Problem requirements:
Could you give the records below again exactly as they stand?

[Dataset entries]
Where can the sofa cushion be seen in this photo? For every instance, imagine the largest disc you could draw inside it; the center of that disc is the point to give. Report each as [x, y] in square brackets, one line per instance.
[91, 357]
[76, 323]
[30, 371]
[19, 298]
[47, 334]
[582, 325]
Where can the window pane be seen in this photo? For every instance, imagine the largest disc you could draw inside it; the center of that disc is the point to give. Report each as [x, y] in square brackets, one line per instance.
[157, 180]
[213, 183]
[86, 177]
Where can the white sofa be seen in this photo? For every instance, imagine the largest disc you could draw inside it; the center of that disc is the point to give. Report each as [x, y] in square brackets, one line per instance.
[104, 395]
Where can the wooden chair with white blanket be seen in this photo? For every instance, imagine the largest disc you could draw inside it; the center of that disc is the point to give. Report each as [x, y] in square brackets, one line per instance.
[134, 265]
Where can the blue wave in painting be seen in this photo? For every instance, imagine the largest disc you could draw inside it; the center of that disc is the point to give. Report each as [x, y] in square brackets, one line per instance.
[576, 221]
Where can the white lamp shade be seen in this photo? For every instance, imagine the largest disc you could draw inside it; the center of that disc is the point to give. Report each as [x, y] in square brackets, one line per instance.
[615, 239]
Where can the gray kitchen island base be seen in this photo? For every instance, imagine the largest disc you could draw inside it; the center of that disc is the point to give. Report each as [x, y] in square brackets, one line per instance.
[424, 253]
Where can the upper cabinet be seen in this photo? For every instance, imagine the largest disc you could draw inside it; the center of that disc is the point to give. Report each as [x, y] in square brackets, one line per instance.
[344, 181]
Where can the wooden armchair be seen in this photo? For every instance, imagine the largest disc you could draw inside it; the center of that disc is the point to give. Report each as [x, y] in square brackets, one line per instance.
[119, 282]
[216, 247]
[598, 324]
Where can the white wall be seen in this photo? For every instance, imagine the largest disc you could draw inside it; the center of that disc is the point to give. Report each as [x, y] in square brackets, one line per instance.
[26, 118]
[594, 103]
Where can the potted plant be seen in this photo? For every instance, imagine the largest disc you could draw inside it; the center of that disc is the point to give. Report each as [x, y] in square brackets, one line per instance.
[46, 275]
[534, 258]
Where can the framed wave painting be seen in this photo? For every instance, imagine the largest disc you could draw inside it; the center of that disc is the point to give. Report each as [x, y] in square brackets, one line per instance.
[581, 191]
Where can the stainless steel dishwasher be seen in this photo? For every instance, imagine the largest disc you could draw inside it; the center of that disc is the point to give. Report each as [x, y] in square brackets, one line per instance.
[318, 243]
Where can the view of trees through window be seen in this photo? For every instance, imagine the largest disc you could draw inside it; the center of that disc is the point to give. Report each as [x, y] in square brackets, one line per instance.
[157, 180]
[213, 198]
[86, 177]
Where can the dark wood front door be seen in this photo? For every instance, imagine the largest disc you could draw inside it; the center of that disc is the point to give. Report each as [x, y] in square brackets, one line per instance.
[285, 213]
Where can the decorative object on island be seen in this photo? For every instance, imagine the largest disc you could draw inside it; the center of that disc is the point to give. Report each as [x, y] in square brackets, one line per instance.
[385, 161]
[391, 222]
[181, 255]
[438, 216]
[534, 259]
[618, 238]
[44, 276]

Written answer:
Where can the sofa cushion be seen in this photo? For every instance, imagine the largest disc you could draw inside it; the center of that disc is the point to give. Report each as [x, y] in square brackets, one line per instance.
[91, 357]
[76, 323]
[30, 371]
[19, 298]
[47, 334]
[582, 325]
Where can the window pane be seen in this photo? For every instance, imagine the largest disc you could draw inside it; the center of that disc is the point to give. Report each as [x, y] in square brackets, one line per instance.
[157, 180]
[213, 183]
[86, 177]
Where can the white sofa be seen in this photo? For every instance, imagine the largest disc you could draw inside it; the center of that disc is the point to give. Report each as [x, y] in square brackets, one line per instance.
[104, 395]
Where can the wooden chair with white blanket be seen in this photo? For every instance, imagine the largest disc you could draw inside it; the center of that disc is the point to give. Report each as [x, y] in square brackets, one line per instance.
[134, 265]
Where can the blue wave in painting be seen in this photo? For every instance, imagine the largest disc you could draw inside it; the center of that disc is the point to give. Report each as [x, y] in square brackets, one line per instance.
[576, 221]
Where can the white lamp shade be seen in this photo? For every instance, imagine the largest disc you could draw inside it; the center of that disc is the point to give. Report each as [x, y] in square brackets, one line per instance.
[615, 239]
Where can the gray kitchen island base be seen in this photo? For every instance, imagine the largest disc you could draw inside it; the center of that disc is the point to give. Report each as [x, y] in square brackets, one line per instance.
[424, 253]
Where can the upper cabinet be seen in this photo? For every instance, imagine the largest disc you could draw inside it; the center of that disc is the point to give. Report each as [x, y] in square brackets, one line per instance.
[344, 181]
Where can the wooden armchair be seen in this photo? For every instance, imagine the largest disc you could draw inside it; the center of that disc is the point to give. Report each as [x, y] in square brackets, one line per instance.
[119, 282]
[216, 247]
[598, 324]
Where can the white wall be seen in this photo? For every instance, imagine the largest disc you could draw inside it; the center of that disc is the point to give. Report each as [x, y] in square brackets, one line per instance.
[26, 118]
[594, 103]
Where can the potted plant be seen in this photo? For every instance, imagine the largest disc you could draw inside it; the center of that disc is the point to give. Report each as [x, y] in square brackets, one line per instance.
[46, 275]
[534, 258]
Where can the framed wave painting be seen in this photo? For every instance, imagine the largest disc you could draw inside it; the center of that disc is the point to give. Report each as [x, y] in square brackets, one line per instance.
[581, 191]
Where can the stainless steel dishwasher be seen in this photo? For every instance, imagine the largest disc you could draw inside it; the center of that disc is the point to give. Report each as [x, y] in square brackets, one line per instance.
[318, 243]
Where can the view of trees through window be seen in this photo? For every instance, imagine the largest disc you could draw inside it; the center of that disc is the point to give. Report each as [x, y] in square brackets, one line per instance.
[157, 180]
[213, 198]
[86, 177]
Where can the dark wood front door be seen in this photo? For every instance, imagine the largest disc you could draw inside it; the center of that disc is the point to give. Report each as [x, y] in square brackets, one line per instance.
[285, 213]
Where can the decorative object on island be seen in this photo? For every instance, imagine the largest disc you could draw inside it; the center of that disc is the point to give. Report each as [x, y] in square brackets, one line per instance.
[385, 161]
[391, 222]
[181, 255]
[438, 216]
[534, 259]
[618, 238]
[44, 276]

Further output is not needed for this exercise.